=== MATERIAL SHOWN ===
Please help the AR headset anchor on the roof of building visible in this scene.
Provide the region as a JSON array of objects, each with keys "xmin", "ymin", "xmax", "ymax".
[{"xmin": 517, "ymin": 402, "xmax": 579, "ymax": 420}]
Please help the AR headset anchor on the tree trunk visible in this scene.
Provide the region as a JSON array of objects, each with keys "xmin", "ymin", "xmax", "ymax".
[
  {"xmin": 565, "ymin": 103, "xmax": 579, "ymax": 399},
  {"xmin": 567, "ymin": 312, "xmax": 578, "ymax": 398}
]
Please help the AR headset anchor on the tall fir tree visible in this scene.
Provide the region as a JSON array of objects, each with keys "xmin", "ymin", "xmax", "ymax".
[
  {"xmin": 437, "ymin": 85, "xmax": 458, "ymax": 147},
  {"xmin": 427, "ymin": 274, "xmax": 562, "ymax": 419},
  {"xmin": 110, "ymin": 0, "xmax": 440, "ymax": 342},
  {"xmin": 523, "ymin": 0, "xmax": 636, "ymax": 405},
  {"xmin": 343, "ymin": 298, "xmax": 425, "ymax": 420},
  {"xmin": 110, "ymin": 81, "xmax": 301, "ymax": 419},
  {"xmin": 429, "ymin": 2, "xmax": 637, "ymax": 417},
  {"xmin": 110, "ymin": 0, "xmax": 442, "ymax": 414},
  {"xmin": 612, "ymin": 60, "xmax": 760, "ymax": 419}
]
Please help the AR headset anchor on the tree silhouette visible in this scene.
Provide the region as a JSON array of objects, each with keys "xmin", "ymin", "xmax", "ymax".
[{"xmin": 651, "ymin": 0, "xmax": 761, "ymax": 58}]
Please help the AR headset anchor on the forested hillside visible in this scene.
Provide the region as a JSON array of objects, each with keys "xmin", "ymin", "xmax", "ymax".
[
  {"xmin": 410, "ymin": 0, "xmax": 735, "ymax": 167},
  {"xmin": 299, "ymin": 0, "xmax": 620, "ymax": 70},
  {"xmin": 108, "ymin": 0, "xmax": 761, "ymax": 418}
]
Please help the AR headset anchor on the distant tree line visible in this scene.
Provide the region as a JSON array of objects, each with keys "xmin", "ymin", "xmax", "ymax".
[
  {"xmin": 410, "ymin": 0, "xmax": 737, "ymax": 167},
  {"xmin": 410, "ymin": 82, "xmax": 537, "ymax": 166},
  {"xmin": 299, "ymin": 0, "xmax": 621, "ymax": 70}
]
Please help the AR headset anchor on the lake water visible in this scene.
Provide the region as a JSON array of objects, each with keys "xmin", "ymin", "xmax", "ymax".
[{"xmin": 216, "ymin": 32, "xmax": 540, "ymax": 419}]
===
=== MATERIAL SHOWN ===
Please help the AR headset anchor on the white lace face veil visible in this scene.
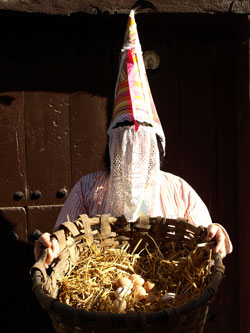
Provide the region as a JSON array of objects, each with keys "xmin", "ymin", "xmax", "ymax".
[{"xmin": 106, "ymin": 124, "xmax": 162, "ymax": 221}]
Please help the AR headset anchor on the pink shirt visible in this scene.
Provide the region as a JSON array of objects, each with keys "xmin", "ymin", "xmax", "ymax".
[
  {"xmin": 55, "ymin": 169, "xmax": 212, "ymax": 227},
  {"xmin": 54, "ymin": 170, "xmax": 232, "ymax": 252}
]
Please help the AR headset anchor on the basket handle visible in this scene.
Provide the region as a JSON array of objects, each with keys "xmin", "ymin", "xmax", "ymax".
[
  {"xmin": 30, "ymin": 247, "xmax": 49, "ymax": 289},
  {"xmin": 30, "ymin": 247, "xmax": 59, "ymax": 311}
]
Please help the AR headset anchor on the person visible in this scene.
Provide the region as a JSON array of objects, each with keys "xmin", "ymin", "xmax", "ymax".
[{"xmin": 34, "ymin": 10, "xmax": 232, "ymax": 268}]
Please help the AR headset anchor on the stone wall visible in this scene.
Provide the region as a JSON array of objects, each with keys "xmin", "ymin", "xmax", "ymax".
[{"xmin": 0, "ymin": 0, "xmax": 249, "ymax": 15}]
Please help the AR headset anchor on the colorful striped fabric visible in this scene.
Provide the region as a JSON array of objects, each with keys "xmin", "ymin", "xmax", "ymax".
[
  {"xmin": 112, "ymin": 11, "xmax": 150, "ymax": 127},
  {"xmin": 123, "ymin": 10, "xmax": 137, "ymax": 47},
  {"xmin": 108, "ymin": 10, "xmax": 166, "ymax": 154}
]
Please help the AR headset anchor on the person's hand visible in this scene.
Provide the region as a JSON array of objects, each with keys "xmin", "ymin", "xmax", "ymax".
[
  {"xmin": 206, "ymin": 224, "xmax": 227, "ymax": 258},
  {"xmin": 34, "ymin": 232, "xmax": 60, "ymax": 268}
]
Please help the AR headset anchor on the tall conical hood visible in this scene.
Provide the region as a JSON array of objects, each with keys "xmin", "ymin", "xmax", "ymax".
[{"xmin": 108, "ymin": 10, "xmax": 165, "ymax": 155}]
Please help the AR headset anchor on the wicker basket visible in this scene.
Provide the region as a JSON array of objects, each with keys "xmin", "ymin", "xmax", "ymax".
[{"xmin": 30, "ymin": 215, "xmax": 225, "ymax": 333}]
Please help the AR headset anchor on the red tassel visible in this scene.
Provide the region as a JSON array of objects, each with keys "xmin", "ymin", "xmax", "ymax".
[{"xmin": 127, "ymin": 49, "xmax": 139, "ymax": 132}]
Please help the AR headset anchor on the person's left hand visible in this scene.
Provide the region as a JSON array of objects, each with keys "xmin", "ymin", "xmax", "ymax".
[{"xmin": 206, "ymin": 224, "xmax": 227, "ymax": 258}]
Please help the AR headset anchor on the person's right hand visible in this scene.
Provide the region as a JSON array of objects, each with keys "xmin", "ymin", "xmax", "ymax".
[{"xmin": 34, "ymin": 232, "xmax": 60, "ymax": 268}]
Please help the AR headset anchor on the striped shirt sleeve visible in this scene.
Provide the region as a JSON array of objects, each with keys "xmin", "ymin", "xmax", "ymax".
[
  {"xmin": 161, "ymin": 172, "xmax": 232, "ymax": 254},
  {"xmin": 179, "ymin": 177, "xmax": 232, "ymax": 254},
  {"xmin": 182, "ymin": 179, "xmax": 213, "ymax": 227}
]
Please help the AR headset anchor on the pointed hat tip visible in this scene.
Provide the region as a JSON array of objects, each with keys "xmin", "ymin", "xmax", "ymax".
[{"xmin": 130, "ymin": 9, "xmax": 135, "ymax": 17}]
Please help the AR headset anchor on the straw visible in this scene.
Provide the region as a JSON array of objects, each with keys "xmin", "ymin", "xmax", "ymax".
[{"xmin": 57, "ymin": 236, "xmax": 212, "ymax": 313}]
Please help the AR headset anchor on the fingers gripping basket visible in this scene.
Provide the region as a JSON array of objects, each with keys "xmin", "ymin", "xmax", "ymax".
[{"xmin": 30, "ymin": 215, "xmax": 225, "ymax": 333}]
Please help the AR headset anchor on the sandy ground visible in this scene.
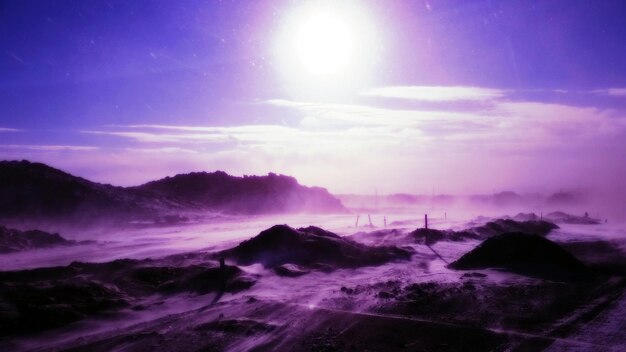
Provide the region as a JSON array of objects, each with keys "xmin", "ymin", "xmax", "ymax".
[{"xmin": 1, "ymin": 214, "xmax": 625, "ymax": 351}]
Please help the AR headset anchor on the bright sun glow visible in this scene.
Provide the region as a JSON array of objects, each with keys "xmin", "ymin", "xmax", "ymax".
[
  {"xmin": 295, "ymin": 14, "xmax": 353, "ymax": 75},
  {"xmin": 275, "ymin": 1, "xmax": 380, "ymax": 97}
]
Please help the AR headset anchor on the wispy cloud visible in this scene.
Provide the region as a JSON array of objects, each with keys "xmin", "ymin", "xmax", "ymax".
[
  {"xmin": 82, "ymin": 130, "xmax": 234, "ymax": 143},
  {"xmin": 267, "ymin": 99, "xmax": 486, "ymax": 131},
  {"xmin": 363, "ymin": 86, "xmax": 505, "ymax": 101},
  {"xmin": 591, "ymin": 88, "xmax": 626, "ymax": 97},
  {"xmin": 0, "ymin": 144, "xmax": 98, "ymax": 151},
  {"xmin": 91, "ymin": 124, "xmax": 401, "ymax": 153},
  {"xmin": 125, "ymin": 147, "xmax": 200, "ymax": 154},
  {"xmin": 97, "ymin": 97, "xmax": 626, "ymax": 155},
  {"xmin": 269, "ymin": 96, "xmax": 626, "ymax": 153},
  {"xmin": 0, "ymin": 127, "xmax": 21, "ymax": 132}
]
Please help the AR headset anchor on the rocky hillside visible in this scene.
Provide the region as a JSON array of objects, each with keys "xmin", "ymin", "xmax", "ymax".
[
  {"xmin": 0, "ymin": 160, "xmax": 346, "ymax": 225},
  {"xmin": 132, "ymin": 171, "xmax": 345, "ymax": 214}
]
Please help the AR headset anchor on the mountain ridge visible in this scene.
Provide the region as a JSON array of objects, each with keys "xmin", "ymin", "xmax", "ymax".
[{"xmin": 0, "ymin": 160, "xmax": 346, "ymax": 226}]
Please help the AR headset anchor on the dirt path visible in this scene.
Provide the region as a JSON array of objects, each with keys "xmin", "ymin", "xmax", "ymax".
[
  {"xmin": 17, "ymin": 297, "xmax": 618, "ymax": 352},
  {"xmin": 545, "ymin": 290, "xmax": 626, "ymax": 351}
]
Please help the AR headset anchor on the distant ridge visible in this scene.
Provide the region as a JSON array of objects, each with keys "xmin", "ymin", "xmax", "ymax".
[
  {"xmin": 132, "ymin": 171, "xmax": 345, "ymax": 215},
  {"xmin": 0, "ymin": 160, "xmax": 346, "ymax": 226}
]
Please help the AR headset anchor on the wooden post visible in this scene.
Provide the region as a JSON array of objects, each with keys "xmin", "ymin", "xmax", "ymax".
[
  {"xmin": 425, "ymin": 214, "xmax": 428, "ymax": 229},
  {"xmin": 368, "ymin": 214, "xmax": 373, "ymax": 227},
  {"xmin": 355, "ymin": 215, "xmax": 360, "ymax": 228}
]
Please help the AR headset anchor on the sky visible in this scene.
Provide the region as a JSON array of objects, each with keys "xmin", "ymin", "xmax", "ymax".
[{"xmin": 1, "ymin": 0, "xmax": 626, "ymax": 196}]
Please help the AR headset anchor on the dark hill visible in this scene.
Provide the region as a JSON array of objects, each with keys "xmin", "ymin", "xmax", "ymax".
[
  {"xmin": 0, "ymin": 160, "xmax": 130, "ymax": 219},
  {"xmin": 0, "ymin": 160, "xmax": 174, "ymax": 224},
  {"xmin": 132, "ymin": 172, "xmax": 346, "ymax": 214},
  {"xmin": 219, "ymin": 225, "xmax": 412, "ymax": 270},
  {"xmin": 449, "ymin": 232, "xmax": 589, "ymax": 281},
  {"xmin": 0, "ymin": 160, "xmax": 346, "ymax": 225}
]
===
§ **AIM OF THE EXERCISE**
Search the listing above for "tall" and copy every line that has it.

§ **ANSWER SECTION**
Please help the AR headset anchor on the tall fir tree visible in this scene.
Please help the AR headset anchor on the tall conical hood visible in this scene.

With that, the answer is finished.